SOURCE EXCERPT:
# For sale... or not!!!



## donnaw (May 13, 2011)

Just thought I'd have a rant over the bell end who has let me down on here...

I agreed to buy a set of wheels the other day (which were needed quite urgently, and I explained to the seller that one of mine was beyond repair courtesy of a pot hole)...

We agreed a pick up date (at the convenience of the seller, I had asked to pick up sooner, but THEY suggested this Saturday) - That's great... all is lovely...

Now I just log in and see a private message saying they've now sold to someone else as '3-4 other people' were also 'very interested' and they wanted them 'ASAP' and someone else has paid a deposit.... Nice one! I'm thrilled to hear this! [smiley=bigcry.gif]

So I must not have 'really wanted these wheels' ? 
Obviously I just message people on here for the laugh offering to buy their stuff; which I don't REALLY want?

NO ACTUALLY. And for the record, I'd have been happy to pay a deposit - if I'd have been asked!

I'll now be cancelling my MOT (which was booked for Monday) as the small issue of ONLY CURRENTLY HAVING 3 WHEELS could be a problem... 

That is all. 
Cheers.


----------



## CWM3 (Mar 4, 2012)

Hmmm me thinks they got offered more money......all the same it ain't cricket.


----------



## donnaw (May 13, 2011)

that's exactly what my hubby just said! I am inclined to think it's true! hmmmpf!


----------



## Gazzer (Jun 12, 2010)

name & shame...........


----------



## YELLOW_TT (Feb 25, 2004)

Gazzer said:


> name & shame...........


Seconded defo sounds like they had a better offer


----------



## davelincs (Jan 1, 2010)

donnaw,do you have a mk1 or 2?


----------



## Mark Davies (Apr 10, 2007)

Sounds to me like you had agreed a price and a date for collection. Therefore the elements of a contract were complete (it doesn't need to be in writing) and if he has sold them to someone else he is in breach of that contract. You are perfectly entitled to sue him for compensation, and in this case that could be the difference between what you agreed to pay for the wheels and whatever price you have to pay for a similar set of wheels. Because you made it clear that you needed those wheels urgently then 'time was of the essence' in the contract you made, so if you have to pay a premium to get a set of wheels in time for your MOT then so be it - he'd be liable to pay the difference up to that higher price. If it was a particular style of wheel that you needed (for instance to match the 3 you already have) and the only ones you could find in time where brand new, then you could also justify that - within reason.

JOBS:
(1) In the forum thread about the wheel sale, why does Mark Davies say the seller could be liable for a higher price if a replacement set costs more? Please answer in one to three sentences.
(2) Render this sentence from the wheel-sale thread in Spanish: "Sounds to me like you had agreed a price and a date for collection."
(3) Repeat everything in the wheel-sale thread from "Now I just log" down to "don't REALLY want?".

RECORD EXCERPTS:
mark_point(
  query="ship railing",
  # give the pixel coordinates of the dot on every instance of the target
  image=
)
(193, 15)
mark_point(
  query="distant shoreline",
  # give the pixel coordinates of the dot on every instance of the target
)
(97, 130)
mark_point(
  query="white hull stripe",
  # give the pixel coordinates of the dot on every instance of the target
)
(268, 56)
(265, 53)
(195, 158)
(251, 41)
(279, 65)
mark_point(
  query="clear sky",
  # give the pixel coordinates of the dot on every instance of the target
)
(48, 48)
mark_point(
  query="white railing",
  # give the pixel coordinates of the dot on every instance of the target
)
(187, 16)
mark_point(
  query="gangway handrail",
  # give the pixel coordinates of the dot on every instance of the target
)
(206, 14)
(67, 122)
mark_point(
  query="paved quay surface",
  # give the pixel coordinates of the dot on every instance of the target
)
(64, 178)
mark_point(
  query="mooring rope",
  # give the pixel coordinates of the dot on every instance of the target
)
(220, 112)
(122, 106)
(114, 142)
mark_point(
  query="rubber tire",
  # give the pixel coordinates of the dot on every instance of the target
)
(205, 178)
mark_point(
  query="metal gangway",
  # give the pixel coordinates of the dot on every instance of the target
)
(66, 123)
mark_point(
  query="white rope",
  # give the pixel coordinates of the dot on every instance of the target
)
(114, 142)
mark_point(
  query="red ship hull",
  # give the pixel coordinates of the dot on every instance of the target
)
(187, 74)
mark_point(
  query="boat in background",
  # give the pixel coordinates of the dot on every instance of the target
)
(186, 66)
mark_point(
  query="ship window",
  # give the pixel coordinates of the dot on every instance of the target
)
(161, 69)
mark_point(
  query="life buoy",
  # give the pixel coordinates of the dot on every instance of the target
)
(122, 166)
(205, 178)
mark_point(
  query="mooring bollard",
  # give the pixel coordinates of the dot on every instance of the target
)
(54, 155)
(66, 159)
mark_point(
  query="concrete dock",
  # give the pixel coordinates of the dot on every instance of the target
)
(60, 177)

LIST OF SOLUTIONS:
(1) The buyer had made clear that she needed the wheels urgently, so time was of the essence in the contract. If she has to pay a premium to get wheels in time for her MOT, the seller would be liable for the difference up to that higher price.

(2) Me parece que habías acordado un precio y una fecha de recogida.

(3)
Now I just log in and see a private message saying they've now sold to someone else as '3-4 other people' were also 'very interested' and they wanted them 'ASAP' and someone else has paid a deposit.... Nice one! I'm thrilled to hear this! [smiley=bigcry.gif]

So I must not have 'really wanted these wheels' ? 
Obviously I just message people on here for the laugh offering to buy their stuff; which I don't REALLY want?